During China`s first boom in the 1990s, it was almost impossible to secure a loan outside the aegis of a state-owned enterprise. Individuals who wanted to try something entrepreneurial used their mutual support network – known as guanxi – to obtain chops and permits, borrowed money from their direct families, and closed deals with “gifts” to the right officials. The process was tightly controlled by local, provincial and central governments and their SOEs.

 

One of the few private companies to find legitimate ways of raising capital was Orient Group, which in 1994 became the first private company to be allowed to list shares. The group’s founder, Zhang Hongwei, said that in China, “…..doing business is different from doing business in other places: you only spend 30% of your effort on business. The other 70% is spent with dealing with all kinds of inter-personal relationships”.

 

Fast forward to 2012 and how much has really changed? State owned enterprises are still at a major advantage versus their smaller, private sector competitors when it comes to accessing credit from the banks. When the government turns off the credit taps, it’s always the smaller firms that suffer first, and yet, these are the companies that contribute most to China’s GDP growth. In June 2012, Andrew Wedeman released a series of analysis on corruption data in China since the early 1980s. Citing data on cases involving mid-level to senior officials and significant sums of money, Wedeman reconfirmed what other studiers of Chinese corruption have been saying for years: since the early 1990s, the regime has only become more corrupt.

## Given information:
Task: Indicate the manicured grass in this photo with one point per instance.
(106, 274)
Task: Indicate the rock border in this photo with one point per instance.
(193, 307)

## Problem set:
**a)** Answer these from the text on private business in China, one answer per line and marked to match:
(i) In what year did Orient Group become the first private company allowed to list shares?
(ii) What share of effort did Zhang Hongwei say goes to business itself in China?
(iii) When did Andrew Wedeman release his analysis of corruption data?
**b)** Rewrite the paragraph of the text on private business in China that opens with "Fast forward to 2012" as a short bulleted list that keeps its main facts.

## Responses in order:
**a)**
(i) 1994
(ii) 30%
(iii) June 2012

**b)**
- In 2012, state-owned enterprises still have a major advantage over smaller private competitors in getting bank credit.
- When the government cuts credit, smaller firms suffer first, though they contribute most to China's GDP growth.
- In June 2012, Andrew Wedeman released analyses of Chinese corruption data going back to the early 1980s.
- Using cases involving mid-level to senior officials and significant sums of money, he confirmed that the regime has become more corrupt since the early 1990s.